→ **Exercise**:
Reproduce the listing exactly and skip over any pictures.

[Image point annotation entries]
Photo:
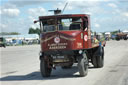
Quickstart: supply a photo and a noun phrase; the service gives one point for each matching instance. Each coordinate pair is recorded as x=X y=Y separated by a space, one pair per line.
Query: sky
x=106 y=15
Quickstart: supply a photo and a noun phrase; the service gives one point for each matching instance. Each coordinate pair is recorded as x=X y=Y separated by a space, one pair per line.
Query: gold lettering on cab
x=57 y=46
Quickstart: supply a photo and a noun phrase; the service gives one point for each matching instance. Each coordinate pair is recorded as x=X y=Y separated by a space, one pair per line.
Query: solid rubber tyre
x=44 y=69
x=83 y=65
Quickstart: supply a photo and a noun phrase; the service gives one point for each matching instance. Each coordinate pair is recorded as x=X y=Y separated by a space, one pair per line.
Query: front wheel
x=45 y=70
x=83 y=65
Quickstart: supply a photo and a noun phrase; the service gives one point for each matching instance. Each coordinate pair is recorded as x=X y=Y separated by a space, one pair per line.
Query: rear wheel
x=67 y=67
x=83 y=65
x=45 y=70
x=98 y=60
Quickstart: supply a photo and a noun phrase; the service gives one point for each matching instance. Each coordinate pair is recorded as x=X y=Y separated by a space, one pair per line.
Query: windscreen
x=61 y=24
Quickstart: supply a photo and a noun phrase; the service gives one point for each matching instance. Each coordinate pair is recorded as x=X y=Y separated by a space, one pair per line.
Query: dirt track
x=20 y=66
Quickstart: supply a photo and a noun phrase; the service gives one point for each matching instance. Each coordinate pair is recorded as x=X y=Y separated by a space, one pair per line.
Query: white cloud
x=97 y=25
x=125 y=14
x=10 y=12
x=112 y=5
x=37 y=11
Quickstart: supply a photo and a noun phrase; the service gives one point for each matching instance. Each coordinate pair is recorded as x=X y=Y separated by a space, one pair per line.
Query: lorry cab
x=65 y=32
x=65 y=40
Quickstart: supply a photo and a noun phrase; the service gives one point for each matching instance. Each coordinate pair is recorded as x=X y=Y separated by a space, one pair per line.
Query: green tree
x=34 y=31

→ **Answer to the exercise**:
Photo:
Quickstart: supply a photo and a noun phrase; the service gives one point for each matching instance. Each coordinate pair is recorded as x=X y=Y separated by a space, one pair per line.
Query: sky
x=106 y=15
Quickstart: supply a photo and a noun phrase; the service gives one point for each matching instance. Each coordinate pair is recorded as x=X y=Y separated by a space, one pair per line.
Query: gold lettering on cab
x=57 y=46
Quickstart: supply a photo and a noun phrase; the service gives one point for each matching instance. Each coordinate pair is recorded as x=X y=Y separated by a space, one pair per line.
Query: solid rubber tyre
x=44 y=69
x=83 y=65
Quickstart: supply a photo and a noun phrase; the service gives one point for each matching instance. Each coordinate pair is recorded as x=X y=Y separated by a space, one pair per line.
Query: front wheel
x=45 y=70
x=83 y=65
Quickstart: supply a photo and a noun phrase; the service gives one point for each matching instance. Each coordinate pair is recorded as x=X y=Y separated by a space, one pair per line.
Query: rear wheel
x=67 y=67
x=83 y=65
x=45 y=70
x=98 y=60
Quickstart: supply a photo and a noun phrase; the service gives one point for each matching instance. Each coordinate pair is recorded as x=X y=Y separated by a space, one pair per line.
Query: windscreen
x=61 y=24
Quickstart: supply a photo and a noun phrase; the service gives one point for each matching instance. Each coordinate pair is recorded as x=X y=Y separated by a space, one pair per line.
Query: dirt track
x=20 y=66
Quickstart: supply a photo and a noun phrase; the service gives one point for each matching instance. Each coordinate pair is recorded as x=X y=Y separated by a space, one pair per line.
Query: white cloud
x=97 y=25
x=125 y=14
x=10 y=12
x=112 y=5
x=37 y=11
Quickstart: supply a photo and a noun phrase; the service gives one point for each matching instance. Each coordinate pair is recorded as x=X y=Y separated by a space, one pair per line.
Query: lorry cab
x=65 y=32
x=65 y=40
Quickstart: supply a photo and a noun phrase; the service gives one point for each matching instance. Each coordinate pair is recorded as x=X y=Y separated by a space, one pair per line.
Query: green tree
x=34 y=31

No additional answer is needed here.